■ Requirements:
Please print every one of the records below unchanged, line for line.

■ Data in this exercise:
======
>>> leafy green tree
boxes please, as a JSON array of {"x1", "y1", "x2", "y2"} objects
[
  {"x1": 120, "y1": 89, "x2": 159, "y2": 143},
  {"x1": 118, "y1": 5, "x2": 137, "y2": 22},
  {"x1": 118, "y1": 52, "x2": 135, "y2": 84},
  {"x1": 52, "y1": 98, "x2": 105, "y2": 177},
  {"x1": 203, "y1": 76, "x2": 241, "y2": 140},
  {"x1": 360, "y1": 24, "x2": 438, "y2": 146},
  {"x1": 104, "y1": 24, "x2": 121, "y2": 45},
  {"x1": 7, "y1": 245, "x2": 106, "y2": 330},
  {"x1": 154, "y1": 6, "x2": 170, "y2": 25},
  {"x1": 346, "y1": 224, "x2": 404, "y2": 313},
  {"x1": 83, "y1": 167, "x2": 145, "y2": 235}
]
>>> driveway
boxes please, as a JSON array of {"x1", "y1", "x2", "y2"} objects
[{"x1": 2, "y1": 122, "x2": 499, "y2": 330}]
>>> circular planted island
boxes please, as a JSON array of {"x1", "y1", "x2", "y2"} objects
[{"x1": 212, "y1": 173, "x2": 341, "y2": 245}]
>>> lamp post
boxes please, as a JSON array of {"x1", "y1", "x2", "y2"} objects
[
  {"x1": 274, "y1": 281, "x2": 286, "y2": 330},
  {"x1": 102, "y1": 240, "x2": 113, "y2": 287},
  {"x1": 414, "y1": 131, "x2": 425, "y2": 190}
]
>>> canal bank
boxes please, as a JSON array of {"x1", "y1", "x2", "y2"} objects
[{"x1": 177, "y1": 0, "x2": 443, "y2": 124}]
======
■ Right answer:
>>> leafy green tree
boxes please, as a JSON array of {"x1", "y1", "x2", "y2"} objects
[
  {"x1": 120, "y1": 89, "x2": 159, "y2": 143},
  {"x1": 118, "y1": 5, "x2": 137, "y2": 22},
  {"x1": 118, "y1": 52, "x2": 135, "y2": 84},
  {"x1": 52, "y1": 98, "x2": 105, "y2": 177},
  {"x1": 203, "y1": 76, "x2": 241, "y2": 140},
  {"x1": 360, "y1": 24, "x2": 438, "y2": 146},
  {"x1": 104, "y1": 24, "x2": 121, "y2": 45},
  {"x1": 7, "y1": 245, "x2": 106, "y2": 330},
  {"x1": 154, "y1": 6, "x2": 170, "y2": 25},
  {"x1": 346, "y1": 224, "x2": 404, "y2": 313},
  {"x1": 83, "y1": 167, "x2": 145, "y2": 235}
]
>>> driveway
boxes please, as a JSON array of {"x1", "y1", "x2", "y2"} objects
[{"x1": 2, "y1": 122, "x2": 499, "y2": 330}]
>>> circular planted island
boxes please, as a JSON array of {"x1", "y1", "x2", "y2"} objects
[{"x1": 212, "y1": 173, "x2": 341, "y2": 245}]
>>> lamp post
boxes please, as a JSON array of {"x1", "y1", "x2", "y2"} objects
[
  {"x1": 274, "y1": 281, "x2": 286, "y2": 330},
  {"x1": 102, "y1": 240, "x2": 113, "y2": 287},
  {"x1": 414, "y1": 131, "x2": 425, "y2": 190}
]
>>> canal bank
boxes please, as a JSON array of {"x1", "y1", "x2", "y2"} objects
[{"x1": 177, "y1": 0, "x2": 443, "y2": 124}]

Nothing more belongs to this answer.